Your goal:
Copy out the material word for word, starting from its beginning and ending with the line that contains "column 517, row 231", with both ends included.

Entries from a pointing dataset:
_ _ _ _ _

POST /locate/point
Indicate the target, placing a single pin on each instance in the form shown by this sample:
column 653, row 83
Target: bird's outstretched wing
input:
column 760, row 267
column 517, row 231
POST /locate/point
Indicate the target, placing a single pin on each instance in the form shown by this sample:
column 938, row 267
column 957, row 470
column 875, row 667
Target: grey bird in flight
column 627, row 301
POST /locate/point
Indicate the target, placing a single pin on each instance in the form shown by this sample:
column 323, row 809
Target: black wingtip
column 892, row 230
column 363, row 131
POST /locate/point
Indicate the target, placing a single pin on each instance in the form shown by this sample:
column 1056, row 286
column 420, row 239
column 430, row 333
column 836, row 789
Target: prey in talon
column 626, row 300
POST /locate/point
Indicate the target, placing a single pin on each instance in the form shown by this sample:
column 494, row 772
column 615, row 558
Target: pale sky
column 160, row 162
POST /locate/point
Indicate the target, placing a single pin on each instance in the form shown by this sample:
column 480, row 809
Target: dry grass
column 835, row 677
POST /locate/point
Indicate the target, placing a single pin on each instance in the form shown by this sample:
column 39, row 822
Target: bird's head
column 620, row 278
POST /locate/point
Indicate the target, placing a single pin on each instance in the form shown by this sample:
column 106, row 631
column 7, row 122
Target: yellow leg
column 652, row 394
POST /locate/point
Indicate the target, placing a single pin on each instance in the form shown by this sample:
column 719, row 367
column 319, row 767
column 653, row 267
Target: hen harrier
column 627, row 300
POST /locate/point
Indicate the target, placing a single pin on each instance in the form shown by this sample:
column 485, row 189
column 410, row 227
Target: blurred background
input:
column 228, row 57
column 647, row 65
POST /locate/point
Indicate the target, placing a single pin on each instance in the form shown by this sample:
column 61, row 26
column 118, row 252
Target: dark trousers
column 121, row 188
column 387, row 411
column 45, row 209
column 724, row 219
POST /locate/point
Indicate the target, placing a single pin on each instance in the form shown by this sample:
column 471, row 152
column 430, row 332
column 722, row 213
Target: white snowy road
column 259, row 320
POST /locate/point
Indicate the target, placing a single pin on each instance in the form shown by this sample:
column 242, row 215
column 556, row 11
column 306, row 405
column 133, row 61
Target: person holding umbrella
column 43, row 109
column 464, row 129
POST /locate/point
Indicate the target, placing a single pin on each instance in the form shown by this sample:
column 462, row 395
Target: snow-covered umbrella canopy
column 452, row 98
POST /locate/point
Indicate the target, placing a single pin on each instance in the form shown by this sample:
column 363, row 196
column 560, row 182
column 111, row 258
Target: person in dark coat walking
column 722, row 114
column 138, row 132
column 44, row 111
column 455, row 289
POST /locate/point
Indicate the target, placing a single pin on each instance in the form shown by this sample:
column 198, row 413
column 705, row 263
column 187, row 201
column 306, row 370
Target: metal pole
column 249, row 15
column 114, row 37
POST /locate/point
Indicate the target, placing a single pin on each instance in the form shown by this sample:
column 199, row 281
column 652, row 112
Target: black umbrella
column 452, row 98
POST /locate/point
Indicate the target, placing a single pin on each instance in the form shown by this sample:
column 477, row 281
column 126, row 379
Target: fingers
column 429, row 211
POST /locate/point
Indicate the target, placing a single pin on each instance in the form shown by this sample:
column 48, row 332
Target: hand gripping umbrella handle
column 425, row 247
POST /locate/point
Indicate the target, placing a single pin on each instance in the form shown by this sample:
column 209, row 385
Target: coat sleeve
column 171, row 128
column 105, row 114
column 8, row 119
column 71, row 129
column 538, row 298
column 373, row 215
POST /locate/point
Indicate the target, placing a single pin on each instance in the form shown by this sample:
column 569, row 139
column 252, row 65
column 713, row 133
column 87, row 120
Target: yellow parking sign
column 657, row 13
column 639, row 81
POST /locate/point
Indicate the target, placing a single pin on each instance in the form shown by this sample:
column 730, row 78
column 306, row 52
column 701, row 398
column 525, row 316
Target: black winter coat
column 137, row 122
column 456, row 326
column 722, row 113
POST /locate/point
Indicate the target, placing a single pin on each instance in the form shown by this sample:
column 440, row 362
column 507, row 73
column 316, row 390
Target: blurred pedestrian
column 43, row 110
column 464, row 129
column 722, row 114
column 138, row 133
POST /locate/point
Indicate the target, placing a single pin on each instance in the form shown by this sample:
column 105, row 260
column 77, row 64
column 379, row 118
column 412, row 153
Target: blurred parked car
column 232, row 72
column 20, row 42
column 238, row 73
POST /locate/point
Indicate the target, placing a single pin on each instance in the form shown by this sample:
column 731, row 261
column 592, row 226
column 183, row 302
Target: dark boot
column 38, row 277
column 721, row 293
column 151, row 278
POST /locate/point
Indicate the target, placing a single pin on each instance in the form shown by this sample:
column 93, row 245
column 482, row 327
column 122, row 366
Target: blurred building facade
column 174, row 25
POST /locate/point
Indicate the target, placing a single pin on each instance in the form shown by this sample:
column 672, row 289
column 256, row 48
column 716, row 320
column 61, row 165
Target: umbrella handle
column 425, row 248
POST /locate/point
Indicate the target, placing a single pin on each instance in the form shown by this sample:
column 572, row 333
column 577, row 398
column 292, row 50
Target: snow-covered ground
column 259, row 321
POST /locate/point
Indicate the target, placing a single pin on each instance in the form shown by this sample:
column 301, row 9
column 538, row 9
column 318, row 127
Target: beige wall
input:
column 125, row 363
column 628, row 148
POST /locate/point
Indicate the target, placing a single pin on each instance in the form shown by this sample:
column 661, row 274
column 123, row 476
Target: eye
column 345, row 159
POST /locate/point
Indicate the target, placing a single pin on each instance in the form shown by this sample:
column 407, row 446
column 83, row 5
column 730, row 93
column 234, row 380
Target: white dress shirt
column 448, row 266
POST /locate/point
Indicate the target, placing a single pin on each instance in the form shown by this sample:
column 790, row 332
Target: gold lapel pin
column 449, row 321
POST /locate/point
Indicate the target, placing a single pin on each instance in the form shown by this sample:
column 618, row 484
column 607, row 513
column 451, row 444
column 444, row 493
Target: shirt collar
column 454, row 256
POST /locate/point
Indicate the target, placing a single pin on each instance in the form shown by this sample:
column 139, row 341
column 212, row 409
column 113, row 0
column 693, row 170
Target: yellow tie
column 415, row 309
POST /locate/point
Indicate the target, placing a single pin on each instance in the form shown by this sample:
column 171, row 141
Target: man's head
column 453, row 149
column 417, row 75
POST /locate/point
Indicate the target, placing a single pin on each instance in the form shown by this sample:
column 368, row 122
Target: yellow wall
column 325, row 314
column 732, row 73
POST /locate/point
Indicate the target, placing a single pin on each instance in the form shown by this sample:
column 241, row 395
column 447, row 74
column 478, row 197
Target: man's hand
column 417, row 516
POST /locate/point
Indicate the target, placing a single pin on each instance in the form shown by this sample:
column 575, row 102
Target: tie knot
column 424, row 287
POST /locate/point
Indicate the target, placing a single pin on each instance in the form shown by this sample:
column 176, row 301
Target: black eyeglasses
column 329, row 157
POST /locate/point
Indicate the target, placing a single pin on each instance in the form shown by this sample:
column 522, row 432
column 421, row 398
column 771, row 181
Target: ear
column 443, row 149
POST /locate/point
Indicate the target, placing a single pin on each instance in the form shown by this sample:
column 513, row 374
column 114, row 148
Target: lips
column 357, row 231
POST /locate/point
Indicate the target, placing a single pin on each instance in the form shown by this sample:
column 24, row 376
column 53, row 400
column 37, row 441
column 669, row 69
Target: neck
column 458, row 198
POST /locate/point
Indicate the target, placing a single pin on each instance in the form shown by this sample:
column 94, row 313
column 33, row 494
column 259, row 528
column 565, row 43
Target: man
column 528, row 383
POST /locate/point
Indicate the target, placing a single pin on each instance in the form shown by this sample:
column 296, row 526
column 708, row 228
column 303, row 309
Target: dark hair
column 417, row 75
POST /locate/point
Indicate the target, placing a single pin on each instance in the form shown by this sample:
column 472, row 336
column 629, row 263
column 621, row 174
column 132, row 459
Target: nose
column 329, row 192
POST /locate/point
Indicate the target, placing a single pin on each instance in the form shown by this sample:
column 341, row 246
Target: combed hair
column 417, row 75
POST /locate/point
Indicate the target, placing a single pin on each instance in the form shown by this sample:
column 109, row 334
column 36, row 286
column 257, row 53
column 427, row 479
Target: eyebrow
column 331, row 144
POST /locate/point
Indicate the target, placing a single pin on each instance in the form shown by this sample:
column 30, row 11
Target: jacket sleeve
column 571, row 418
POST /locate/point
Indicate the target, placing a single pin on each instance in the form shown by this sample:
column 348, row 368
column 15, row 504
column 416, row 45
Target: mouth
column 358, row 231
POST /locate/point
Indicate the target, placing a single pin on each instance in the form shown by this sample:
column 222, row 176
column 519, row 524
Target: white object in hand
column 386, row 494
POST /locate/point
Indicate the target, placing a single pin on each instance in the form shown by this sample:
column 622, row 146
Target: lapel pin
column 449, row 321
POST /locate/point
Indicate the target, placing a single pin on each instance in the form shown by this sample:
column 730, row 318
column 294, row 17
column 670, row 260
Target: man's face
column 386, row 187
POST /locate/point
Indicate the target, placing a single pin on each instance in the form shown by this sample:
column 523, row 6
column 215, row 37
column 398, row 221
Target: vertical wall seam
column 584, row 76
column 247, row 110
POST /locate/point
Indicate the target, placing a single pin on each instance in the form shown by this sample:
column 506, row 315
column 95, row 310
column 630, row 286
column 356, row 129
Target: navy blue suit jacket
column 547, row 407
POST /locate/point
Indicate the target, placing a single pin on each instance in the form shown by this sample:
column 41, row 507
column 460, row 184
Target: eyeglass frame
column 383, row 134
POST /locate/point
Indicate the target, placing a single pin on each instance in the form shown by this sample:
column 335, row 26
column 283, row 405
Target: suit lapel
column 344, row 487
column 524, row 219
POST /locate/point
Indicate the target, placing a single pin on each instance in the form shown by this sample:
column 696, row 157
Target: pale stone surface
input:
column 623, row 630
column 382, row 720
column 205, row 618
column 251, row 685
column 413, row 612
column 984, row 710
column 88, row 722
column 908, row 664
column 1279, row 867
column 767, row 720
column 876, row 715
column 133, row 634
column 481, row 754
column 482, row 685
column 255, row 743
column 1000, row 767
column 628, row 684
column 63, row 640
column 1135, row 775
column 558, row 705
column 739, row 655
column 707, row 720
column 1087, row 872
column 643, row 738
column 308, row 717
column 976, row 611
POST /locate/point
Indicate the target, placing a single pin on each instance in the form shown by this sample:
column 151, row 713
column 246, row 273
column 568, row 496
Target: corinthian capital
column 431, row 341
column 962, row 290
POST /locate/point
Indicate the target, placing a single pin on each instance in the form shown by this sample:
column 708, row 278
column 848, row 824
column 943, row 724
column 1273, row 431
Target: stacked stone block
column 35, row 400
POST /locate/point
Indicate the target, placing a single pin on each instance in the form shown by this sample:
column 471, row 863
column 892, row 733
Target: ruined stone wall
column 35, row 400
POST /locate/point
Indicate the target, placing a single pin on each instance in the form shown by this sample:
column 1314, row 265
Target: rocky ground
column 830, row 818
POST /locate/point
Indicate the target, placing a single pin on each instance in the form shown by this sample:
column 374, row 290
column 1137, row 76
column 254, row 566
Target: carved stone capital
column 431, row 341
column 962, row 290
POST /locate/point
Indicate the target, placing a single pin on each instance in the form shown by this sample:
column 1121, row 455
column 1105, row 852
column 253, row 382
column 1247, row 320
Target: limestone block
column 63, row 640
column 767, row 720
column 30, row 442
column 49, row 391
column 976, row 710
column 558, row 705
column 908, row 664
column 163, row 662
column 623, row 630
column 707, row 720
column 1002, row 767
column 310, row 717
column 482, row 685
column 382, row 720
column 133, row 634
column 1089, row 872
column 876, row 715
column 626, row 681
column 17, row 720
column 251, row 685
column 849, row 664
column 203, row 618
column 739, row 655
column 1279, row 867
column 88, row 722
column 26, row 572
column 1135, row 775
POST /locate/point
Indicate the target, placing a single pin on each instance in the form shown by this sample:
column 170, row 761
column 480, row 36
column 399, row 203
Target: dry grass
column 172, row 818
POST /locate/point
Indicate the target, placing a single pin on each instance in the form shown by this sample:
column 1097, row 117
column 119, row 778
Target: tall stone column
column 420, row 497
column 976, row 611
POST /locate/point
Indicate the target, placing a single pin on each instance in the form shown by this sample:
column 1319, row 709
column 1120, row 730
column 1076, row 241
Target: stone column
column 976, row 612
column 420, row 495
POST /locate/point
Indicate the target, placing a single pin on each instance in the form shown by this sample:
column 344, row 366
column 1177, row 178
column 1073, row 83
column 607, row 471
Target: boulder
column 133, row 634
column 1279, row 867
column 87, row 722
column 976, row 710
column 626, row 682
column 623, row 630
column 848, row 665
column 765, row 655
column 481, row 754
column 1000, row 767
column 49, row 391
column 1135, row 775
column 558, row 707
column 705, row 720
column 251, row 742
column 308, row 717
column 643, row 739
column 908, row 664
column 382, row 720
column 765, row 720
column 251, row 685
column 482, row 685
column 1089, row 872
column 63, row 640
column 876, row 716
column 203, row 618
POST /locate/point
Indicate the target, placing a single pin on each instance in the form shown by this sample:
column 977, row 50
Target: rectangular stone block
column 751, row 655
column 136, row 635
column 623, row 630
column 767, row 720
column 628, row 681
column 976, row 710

_ _ _ _ _

Task output:
POST /locate/point
Indicate the target, placing a single pin on each instance in the form shown by this sample:
column 653, row 83
Target: bird's outstretched wing
input:
column 760, row 267
column 517, row 231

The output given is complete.